Dataset rows showing where objects appear:
↓↓↓

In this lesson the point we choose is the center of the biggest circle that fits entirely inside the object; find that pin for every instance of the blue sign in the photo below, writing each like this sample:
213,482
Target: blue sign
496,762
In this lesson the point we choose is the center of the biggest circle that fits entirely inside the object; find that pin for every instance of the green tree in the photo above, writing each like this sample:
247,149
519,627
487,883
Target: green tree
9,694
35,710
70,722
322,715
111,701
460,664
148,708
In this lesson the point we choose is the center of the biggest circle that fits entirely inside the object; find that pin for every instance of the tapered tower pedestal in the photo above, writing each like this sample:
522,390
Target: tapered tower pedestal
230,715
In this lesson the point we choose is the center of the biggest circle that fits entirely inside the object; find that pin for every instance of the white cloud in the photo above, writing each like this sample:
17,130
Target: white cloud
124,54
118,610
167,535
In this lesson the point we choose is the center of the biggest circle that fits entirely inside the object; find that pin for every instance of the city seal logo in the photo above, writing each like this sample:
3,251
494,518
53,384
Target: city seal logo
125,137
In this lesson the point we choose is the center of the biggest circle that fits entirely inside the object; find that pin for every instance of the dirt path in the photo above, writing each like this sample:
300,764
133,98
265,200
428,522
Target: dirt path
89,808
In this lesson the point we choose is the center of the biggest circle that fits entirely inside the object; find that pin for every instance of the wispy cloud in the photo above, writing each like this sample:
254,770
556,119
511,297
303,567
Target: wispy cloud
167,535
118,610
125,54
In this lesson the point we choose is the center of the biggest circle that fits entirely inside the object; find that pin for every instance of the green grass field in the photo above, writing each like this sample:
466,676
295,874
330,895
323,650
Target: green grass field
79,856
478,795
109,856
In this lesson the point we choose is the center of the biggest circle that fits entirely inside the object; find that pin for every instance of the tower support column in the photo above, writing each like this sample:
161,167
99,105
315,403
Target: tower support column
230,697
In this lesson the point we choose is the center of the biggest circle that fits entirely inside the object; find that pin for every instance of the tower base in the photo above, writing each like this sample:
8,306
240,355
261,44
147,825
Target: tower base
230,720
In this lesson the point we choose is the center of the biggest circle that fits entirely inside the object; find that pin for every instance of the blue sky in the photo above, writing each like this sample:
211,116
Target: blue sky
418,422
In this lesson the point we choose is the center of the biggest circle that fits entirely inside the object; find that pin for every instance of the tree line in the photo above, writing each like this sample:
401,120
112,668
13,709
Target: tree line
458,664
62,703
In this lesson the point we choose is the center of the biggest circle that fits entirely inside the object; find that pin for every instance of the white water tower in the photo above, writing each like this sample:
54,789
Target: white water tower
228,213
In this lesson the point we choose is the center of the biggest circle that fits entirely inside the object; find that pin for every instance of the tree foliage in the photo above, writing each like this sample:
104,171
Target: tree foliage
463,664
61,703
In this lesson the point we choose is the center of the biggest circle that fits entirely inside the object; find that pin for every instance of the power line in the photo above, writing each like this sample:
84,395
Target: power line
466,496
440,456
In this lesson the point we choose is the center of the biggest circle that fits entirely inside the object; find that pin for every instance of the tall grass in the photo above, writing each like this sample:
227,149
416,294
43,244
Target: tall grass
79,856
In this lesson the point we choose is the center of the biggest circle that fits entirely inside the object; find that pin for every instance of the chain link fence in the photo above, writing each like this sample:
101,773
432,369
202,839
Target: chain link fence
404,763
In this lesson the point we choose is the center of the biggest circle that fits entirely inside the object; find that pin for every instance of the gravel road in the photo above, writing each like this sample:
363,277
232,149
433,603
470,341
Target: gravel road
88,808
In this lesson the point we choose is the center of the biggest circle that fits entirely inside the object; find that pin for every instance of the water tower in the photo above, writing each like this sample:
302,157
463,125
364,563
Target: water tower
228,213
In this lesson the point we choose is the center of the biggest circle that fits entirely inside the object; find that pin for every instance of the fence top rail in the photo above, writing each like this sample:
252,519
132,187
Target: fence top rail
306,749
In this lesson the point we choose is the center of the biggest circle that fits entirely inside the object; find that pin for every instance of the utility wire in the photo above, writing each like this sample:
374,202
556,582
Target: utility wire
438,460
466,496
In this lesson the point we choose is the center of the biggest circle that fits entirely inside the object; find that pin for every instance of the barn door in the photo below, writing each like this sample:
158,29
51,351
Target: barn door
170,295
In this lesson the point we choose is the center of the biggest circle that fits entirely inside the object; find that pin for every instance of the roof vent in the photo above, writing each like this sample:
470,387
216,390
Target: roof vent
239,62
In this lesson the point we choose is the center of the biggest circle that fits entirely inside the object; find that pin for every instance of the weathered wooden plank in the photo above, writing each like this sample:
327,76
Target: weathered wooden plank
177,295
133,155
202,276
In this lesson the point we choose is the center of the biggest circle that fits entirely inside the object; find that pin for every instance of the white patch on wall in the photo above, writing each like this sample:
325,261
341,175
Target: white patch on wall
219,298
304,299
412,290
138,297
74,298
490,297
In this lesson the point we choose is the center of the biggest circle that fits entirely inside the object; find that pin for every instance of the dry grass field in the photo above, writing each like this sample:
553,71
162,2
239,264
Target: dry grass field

↑↑↑

Rewrite the lines as a numbered list, starting with the line that contains "the dry grass" and continuing through the last line of the items. Include both of those lines and skip any blank lines.

Solution to this exercise →
1. In this lesson the point we choose is the center of the biggest circle that fits entirely inside the object; find that pin for every instance of the dry grass field in the photo above, writing each like this sample:
2. 553,71
3. 162,2
4. 239,264
5. Target: dry grass field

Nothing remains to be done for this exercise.